__Tasks__
1. Translate this sentence from the piece on McDonald's ArchIQ into Spanish: "McDonald’s has not announced any crew reductions."
2. From the piece on McDonald's ArchIQ, write out word for word the part that opens with the words containing "That is not" and closes with "doesn’t get automated.".

Per Inc. magazine, the IBM system was “marred by errors in nearly 20 percent of orders at 100 stores.” This time, McDonald’s is betting Google can do better.
The franchisee scooped it
Most of what we know about ArchIQ comes from a McDonald’s franchisee who runs the X account @McFranchisee, who posted a demo video three days before the official Worldwide Convention reveal.
The key detail in that post: “Meet Archy IQ, no, we are not new to AOT. In fact, we have been in this AI field for about 8 years. We sold our in-house model to IBM and moved on as it wasn’t good enough for our needs. As mentioned below, I wanted to hire Google (who uses NVIDIA) to service our AOT 3 years ago and found out today that Google is behind this project.“
McDonald’s built its own AI ordering system internally, sold the model to IBM, watched IBM fail with it publicly for three years, and is now relaunching with Google running NVIDIA chips on the same underlying approach.
The franchisee also shared the performance numbers anchoring most of the press coverage. According to McFranchisee, ArchIQ has processed 1 million transactions across the five test locations, with roughly 90 percent of orders completed without human escalation. Every McDonald’s in the US is reportedly receiving Google Edge Cloud blade installations in anticipation of nationwide rollout.
Per the Let’s Data Science verification report, these numbers come from the McFranchisee account, not McDonald’s corporate, and “remain unconfirmed.”
The infrastructure rollout is the giveaway
The most telling piece of the McFranchisee leak is the hardware note. Every McDonald’s in the US is getting Google Edge Cloud blade installations.
That is not a test deployment. That is preparation for a full nationwide rollout. McDonald’s is putting the hardware in 13,000-plus US locations before public test results exist. The decision to roll out has already been made. The five test locations exist to refine the system, not to determine whether to deploy it.
This is the part that should make every McDonald’s drive-thru worker pay attention.
Workers may need to put the fries in the bag
The cultural irony of this rollout is that it lands during the “put the fries in the bag, bro“ meme era. The meme grew out of customer frustration with slow service and became shorthand for “stop doing anything else and just complete the basic task.”
The workers being told to put the fries in the bag are about to find out that putting the fries in the bag may be the only part of the job that doesn’t get automated.
ArchIQ is more than a voice assistant. Per McFranchisee, the system functions as a “master brain“ for the entire restaurant. It tracks inventory, predicts bottlenecks, monitors crew workloads in real time, and alerts managers to operational issues before they escalate. The AI is supervising the people who are supposed to be putting the fries in the bag.
McDonald’s has not announced any crew reductions. The company’s framing is that ArchIQ “reduces unnecessary work for crew members.” If the 90 percent number holds at scale, that framing eventually means fewer order takers per shift.

__Provided material__
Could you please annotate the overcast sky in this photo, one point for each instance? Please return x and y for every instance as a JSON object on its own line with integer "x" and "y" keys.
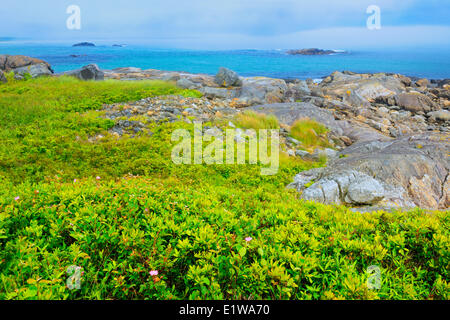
{"x": 233, "y": 24}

__Answers per task__
1. McDonald’s no ha anunciado ninguna reducción de personal.

2.
That is not a test deployment. That is preparation for a full nationwide rollout. McDonald’s is putting the hardware in 13,000-plus US locations before public test results exist. The decision to roll out has already been made. The five test locations exist to refine the system, not to determine whether to deploy it.
This is the part that should make every McDonald’s drive-thru worker pay attention.
Workers may need to put the fries in the bag
The cultural irony of this rollout is that it lands during the “put the fries in the bag, bro“ meme era. The meme grew out of customer frustration with slow service and became shorthand for “stop doing anything else and just complete the basic task.”
The workers being told to put the fries in the bag are about to find out that putting the fries in the bag may be the only part of the job that doesn’t get automated.